◆ 閱讀節選
# # # # #
目前,陳春秀已經委托律師起訴頂替者,魚叔也希望她的維權之路能夠順利。
每一個被頂替的學籍,都意味着一個被篡改的人生。
受害的不僅僅是被頂替者,還有她們的下一代。
NHK曾推出一檔名為《我想繼續讀書 中國農民工的孩子們》的紀錄片。
鏡頭聚焦于河南省鄭州市一所非正規的農民工子女小學。
這個小學包含了一年級至六年級的學生,所有孩子都是農民工子女。
學費便宜,是他們被送往這裡的最大原因。
當很多父母在為「學區房」瘋狂砸錢擠破頭的時候;
這些孩子卻因為父母是流動勞動力,沒有簽正規的勞動合同而無法上學。
這些在别人眼中沒有什麼文化的父母,其實也都明白教育的重要性。
他們知道知識才能改變下一代命運,未來過上與自己截然不同的人生。
但很多時候,卻實在是無計可施。
即使孩子好不容易小學畢業,也辦不了小升初需要的各種證明。
一個小女孩,因為材料不齊幾次留級,已經遠遠超過初中接收的年齡範圍。
她夢想做一個幼兒園老師,但現實中隻能回家幫母親幹活。
無數人因為學曆所限,失去了階級向上流動的可能性。
而家庭出身直接影響孩子的教育條件。
「錄不到大學,呆在農村,世世代代很難有好日子過。」
據統計,2018年有975萬人參加高考,總錄取率73%,一本錄取率則各省差距很大。
北京、天津位居前兩名,一本率達到了30%以上。
而考生人數最多的河南,一本率隻有12%左右。
經濟水平和教育資源更發達的地區,同時也有着招生資源的傾斜,其他地區的考生,相對更難考上好大學,這是一個被讨論已久的問題。
# # # # #
◆ 練習題
請更新上面這段關於農民工子女教育的節選：把以含有“學費便宜,是他們被送往這裡的最大原因。”的字句開頭、以“無數人因為學曆所限,失去了階級向上流動的可能性。”結尾的部分再寫一遍，並將其中的“幼兒園老師”換成“小學老師”。

◆ 一組資料
# # # # #
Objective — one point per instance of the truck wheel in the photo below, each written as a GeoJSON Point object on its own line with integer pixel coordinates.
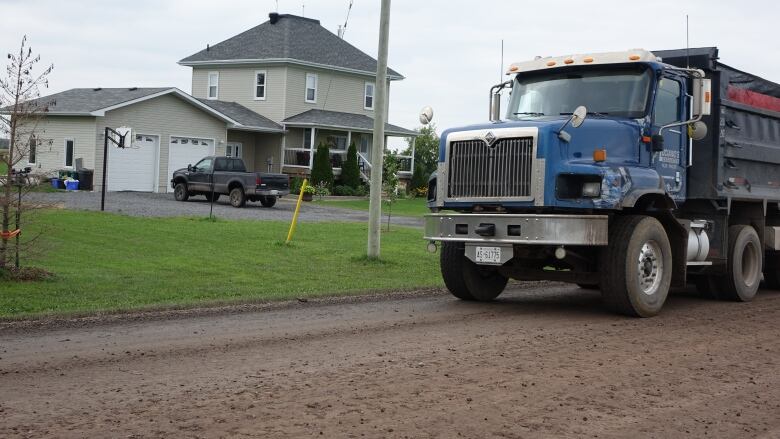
{"type": "Point", "coordinates": [772, 271]}
{"type": "Point", "coordinates": [467, 280]}
{"type": "Point", "coordinates": [744, 265]}
{"type": "Point", "coordinates": [180, 192]}
{"type": "Point", "coordinates": [636, 266]}
{"type": "Point", "coordinates": [268, 201]}
{"type": "Point", "coordinates": [237, 197]}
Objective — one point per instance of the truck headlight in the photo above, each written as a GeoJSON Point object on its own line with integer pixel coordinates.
{"type": "Point", "coordinates": [591, 189]}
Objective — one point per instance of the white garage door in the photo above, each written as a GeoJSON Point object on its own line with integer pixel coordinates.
{"type": "Point", "coordinates": [185, 151]}
{"type": "Point", "coordinates": [134, 168]}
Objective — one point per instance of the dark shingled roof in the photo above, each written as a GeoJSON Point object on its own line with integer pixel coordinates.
{"type": "Point", "coordinates": [243, 115]}
{"type": "Point", "coordinates": [335, 119]}
{"type": "Point", "coordinates": [289, 37]}
{"type": "Point", "coordinates": [87, 100]}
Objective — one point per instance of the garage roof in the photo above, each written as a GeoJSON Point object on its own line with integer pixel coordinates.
{"type": "Point", "coordinates": [291, 39]}
{"type": "Point", "coordinates": [344, 121]}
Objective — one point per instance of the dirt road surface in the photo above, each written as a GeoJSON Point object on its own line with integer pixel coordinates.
{"type": "Point", "coordinates": [540, 362]}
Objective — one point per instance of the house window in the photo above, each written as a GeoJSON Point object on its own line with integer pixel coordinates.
{"type": "Point", "coordinates": [234, 150]}
{"type": "Point", "coordinates": [69, 146]}
{"type": "Point", "coordinates": [368, 99]}
{"type": "Point", "coordinates": [311, 87]}
{"type": "Point", "coordinates": [260, 77]}
{"type": "Point", "coordinates": [213, 91]}
{"type": "Point", "coordinates": [32, 152]}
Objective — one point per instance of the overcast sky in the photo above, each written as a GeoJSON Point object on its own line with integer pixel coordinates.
{"type": "Point", "coordinates": [449, 51]}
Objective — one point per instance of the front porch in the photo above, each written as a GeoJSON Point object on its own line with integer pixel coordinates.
{"type": "Point", "coordinates": [300, 143]}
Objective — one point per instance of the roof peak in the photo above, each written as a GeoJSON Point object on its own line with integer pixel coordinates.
{"type": "Point", "coordinates": [274, 17]}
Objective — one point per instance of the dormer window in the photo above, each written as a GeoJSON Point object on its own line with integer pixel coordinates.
{"type": "Point", "coordinates": [213, 90]}
{"type": "Point", "coordinates": [368, 96]}
{"type": "Point", "coordinates": [311, 88]}
{"type": "Point", "coordinates": [260, 78]}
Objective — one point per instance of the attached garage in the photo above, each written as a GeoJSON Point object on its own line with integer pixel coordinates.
{"type": "Point", "coordinates": [183, 151]}
{"type": "Point", "coordinates": [134, 168]}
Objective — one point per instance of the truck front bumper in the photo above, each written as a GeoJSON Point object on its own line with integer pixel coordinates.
{"type": "Point", "coordinates": [499, 229]}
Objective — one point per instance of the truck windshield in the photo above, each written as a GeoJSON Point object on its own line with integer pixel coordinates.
{"type": "Point", "coordinates": [612, 92]}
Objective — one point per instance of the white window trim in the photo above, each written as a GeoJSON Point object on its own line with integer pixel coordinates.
{"type": "Point", "coordinates": [265, 85]}
{"type": "Point", "coordinates": [373, 95]}
{"type": "Point", "coordinates": [306, 88]}
{"type": "Point", "coordinates": [65, 153]}
{"type": "Point", "coordinates": [208, 86]}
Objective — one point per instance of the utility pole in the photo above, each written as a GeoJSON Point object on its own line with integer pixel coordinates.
{"type": "Point", "coordinates": [378, 149]}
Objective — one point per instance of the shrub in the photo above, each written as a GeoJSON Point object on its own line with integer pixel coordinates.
{"type": "Point", "coordinates": [350, 171]}
{"type": "Point", "coordinates": [322, 170]}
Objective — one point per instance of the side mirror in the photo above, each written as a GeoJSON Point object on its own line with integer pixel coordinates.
{"type": "Point", "coordinates": [658, 143]}
{"type": "Point", "coordinates": [426, 115]}
{"type": "Point", "coordinates": [697, 130]}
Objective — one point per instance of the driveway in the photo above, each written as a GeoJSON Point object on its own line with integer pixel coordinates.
{"type": "Point", "coordinates": [163, 205]}
{"type": "Point", "coordinates": [544, 361]}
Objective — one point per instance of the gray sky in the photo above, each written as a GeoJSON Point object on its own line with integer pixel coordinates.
{"type": "Point", "coordinates": [449, 51]}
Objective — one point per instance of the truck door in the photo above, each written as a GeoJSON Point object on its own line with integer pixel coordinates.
{"type": "Point", "coordinates": [669, 108]}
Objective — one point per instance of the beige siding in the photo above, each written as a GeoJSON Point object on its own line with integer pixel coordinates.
{"type": "Point", "coordinates": [236, 84]}
{"type": "Point", "coordinates": [336, 91]}
{"type": "Point", "coordinates": [53, 130]}
{"type": "Point", "coordinates": [164, 116]}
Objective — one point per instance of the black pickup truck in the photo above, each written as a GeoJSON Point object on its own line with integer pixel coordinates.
{"type": "Point", "coordinates": [228, 176]}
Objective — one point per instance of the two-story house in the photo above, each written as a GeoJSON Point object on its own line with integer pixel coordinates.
{"type": "Point", "coordinates": [295, 72]}
{"type": "Point", "coordinates": [269, 95]}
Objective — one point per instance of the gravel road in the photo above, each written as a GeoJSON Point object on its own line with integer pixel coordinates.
{"type": "Point", "coordinates": [162, 205]}
{"type": "Point", "coordinates": [541, 362]}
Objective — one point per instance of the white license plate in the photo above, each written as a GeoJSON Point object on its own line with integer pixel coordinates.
{"type": "Point", "coordinates": [490, 255]}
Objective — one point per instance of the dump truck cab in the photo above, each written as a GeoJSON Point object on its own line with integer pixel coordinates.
{"type": "Point", "coordinates": [592, 156]}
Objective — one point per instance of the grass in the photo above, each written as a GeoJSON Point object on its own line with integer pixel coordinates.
{"type": "Point", "coordinates": [105, 262]}
{"type": "Point", "coordinates": [401, 207]}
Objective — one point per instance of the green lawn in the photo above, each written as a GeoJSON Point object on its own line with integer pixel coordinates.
{"type": "Point", "coordinates": [401, 207]}
{"type": "Point", "coordinates": [105, 262]}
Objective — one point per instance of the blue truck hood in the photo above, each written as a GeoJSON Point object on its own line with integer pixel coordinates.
{"type": "Point", "coordinates": [620, 137]}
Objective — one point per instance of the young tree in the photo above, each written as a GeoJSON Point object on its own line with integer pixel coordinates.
{"type": "Point", "coordinates": [350, 171]}
{"type": "Point", "coordinates": [22, 111]}
{"type": "Point", "coordinates": [322, 170]}
{"type": "Point", "coordinates": [426, 155]}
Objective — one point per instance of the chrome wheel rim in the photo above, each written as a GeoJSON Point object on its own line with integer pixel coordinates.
{"type": "Point", "coordinates": [650, 267]}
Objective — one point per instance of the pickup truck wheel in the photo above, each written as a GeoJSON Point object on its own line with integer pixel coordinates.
{"type": "Point", "coordinates": [237, 197]}
{"type": "Point", "coordinates": [180, 192]}
{"type": "Point", "coordinates": [467, 280]}
{"type": "Point", "coordinates": [636, 266]}
{"type": "Point", "coordinates": [268, 201]}
{"type": "Point", "coordinates": [743, 276]}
# # # # #
◆ 結果如下
學費便宜,是他們被送往這裡的最大原因。
當很多父母在為「學區房」瘋狂砸錢擠破頭的時候;
這些孩子卻因為父母是流動勞動力,沒有簽正規的勞動合同而無法上學。
這些在别人眼中沒有什麼文化的父母,其實也都明白教育的重要性。
他們知道知識才能改變下一代命運,未來過上與自己截然不同的人生。
但很多時候,卻實在是無計可施。
即使孩子好不容易小學畢業,也辦不了小升初需要的各種證明。
一個小女孩,因為材料不齊幾次留級,已經遠遠超過初中接收的年齡範圍。
她夢想做一個小學老師,但現實中隻能回家幫母親幹活。
無數人因為學曆所限,失去了階級向上流動的可能性。